Image sharing site Pinterest, with its kind-of-crazy, wild west copyright policy, is a great example of how, for some startups, it’s best to shoot first and ask questions later. Under the “safe harbor” provision of the Digital Millenium Copyright Act, Pinterest isn’t really responsible for all the copyright-violating content that users post to Pinterest. The site has a system for flagging content that does, which puts Pinterest in compliance with the law and, at least in theory, on the side of rights holders.

But why, for example, has Pinterest failed to implement a straightforward system for recording the rights status of images its users post, as Flickr has? The answer is simple: By resolving the rights on an image after the fact, Pinterest creates a frictionless mechanism for sharing. Which is precisely why the site has taken off. 

Spend a few minutes using Pinterest, and in particular its bookmarklet, and you’ll recognize the work of some seriously talented UX designers. The sort who understand that what you leave out is just as important as what you put in. Funny thing is, Pinterest’s dodge on copyright is a part of that excellent UX.

*REQUIRED TASK*:
Carry on the passage about Pinterest's approach to copyright, picking up right after its final sentence. The lines that come next are taken from a separate source.

Rows from a box-labeling dataset:
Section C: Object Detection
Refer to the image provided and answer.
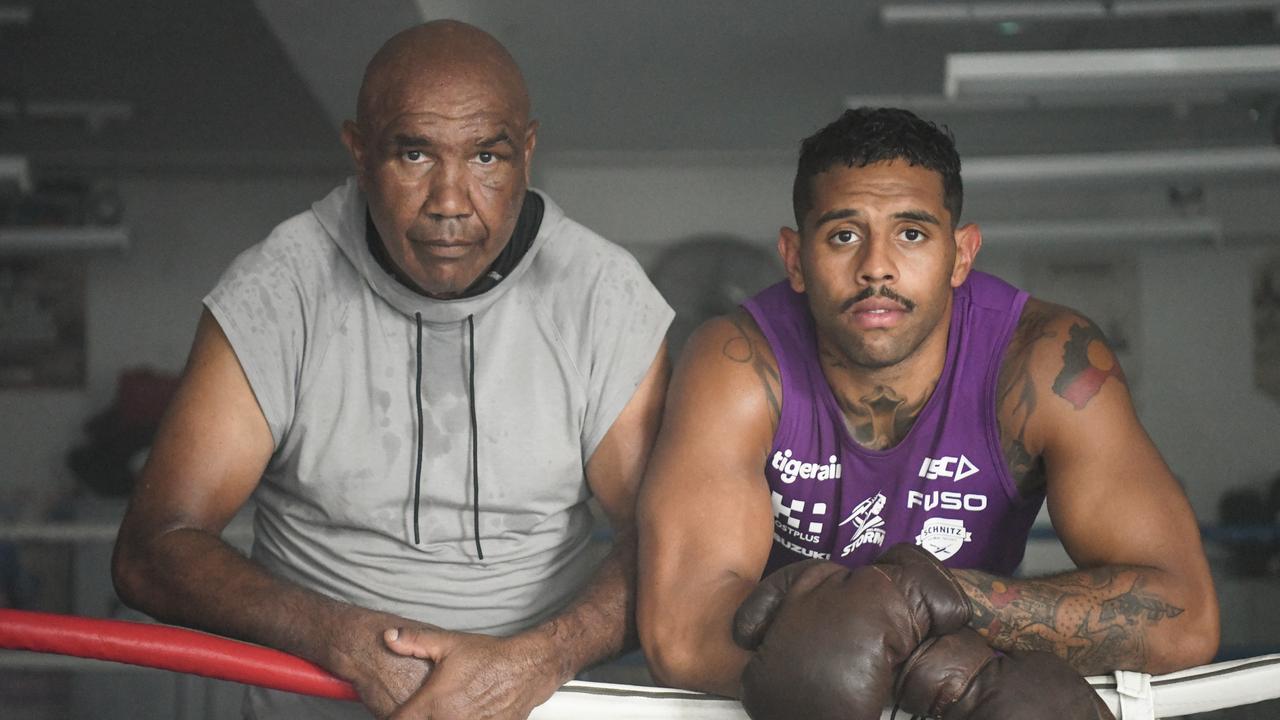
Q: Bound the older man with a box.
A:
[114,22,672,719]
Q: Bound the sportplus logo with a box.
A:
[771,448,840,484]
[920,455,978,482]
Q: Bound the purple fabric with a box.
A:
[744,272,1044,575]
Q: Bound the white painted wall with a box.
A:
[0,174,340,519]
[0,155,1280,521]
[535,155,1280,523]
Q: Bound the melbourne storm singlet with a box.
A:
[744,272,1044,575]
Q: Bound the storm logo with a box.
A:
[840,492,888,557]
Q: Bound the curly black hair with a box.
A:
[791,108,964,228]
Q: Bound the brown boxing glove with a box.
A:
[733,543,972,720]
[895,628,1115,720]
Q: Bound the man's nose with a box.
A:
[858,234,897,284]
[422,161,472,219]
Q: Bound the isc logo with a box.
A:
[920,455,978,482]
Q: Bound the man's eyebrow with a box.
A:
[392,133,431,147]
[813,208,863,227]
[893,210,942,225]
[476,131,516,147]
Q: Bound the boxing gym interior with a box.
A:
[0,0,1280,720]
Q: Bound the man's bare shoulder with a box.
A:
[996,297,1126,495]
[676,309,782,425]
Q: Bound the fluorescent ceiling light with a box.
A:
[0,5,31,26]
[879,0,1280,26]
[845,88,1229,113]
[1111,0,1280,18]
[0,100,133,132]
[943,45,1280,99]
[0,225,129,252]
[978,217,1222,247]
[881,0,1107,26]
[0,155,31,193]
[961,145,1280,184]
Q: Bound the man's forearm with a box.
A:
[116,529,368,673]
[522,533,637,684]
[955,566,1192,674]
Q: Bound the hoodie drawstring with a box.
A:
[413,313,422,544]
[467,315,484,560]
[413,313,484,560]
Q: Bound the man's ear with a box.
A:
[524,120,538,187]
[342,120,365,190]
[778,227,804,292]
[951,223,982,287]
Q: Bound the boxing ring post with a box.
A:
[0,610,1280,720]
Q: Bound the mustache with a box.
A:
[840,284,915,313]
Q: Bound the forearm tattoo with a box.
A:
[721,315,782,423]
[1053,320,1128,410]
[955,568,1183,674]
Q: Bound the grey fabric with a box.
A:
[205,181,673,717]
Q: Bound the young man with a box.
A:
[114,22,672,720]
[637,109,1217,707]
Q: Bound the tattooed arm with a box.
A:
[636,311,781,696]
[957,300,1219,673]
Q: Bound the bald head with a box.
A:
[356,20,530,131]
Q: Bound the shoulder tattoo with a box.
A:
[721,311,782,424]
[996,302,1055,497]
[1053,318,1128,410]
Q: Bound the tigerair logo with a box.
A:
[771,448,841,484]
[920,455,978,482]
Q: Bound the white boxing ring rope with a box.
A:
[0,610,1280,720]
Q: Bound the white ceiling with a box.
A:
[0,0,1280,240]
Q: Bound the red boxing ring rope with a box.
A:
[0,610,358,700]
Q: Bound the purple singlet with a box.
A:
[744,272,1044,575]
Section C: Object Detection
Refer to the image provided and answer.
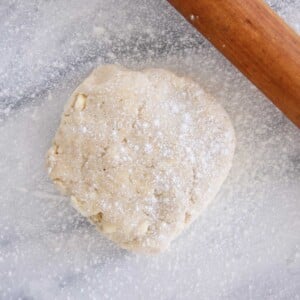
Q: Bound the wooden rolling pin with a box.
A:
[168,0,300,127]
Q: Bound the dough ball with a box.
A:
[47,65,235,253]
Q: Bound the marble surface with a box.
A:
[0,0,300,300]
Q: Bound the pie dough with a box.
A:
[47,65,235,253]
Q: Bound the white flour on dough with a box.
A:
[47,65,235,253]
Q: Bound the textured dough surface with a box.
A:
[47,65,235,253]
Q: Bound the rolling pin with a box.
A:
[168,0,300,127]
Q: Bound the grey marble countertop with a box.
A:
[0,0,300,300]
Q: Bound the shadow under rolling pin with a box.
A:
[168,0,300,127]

*WRITTEN ANSWER*:
A lot of what goes on Pinterest that’s a violation of copyright is probably OK in the eyes of many whose images are being appropriated. After all, because Pinterest includes a link back to the source of a piece of content, it’s already fifth in driving referral traffic to websites, and it’s even better at driving traffic to retailers. That traffic is a sort of in-kind payment to most sites for the use of their images, and it’s inarguable that Pinterest is a new use of that content that publishers probably couldn’t capture on their own. Whereas assigning rights to images wouldn’t just impede sharing on Pinterest – it might cause it to implode. The Internet masses aren’t suddenly going to become experts on fair use.

So while Pinterest is admitting on its own blog that it has a problem with copyright, the most likely outcome of this saga is not a Grooveshark-like end to Pinterest, but an admission by many publishers that they simply don’t care what anyone does with their images, as long as it helps drive users back to their sites.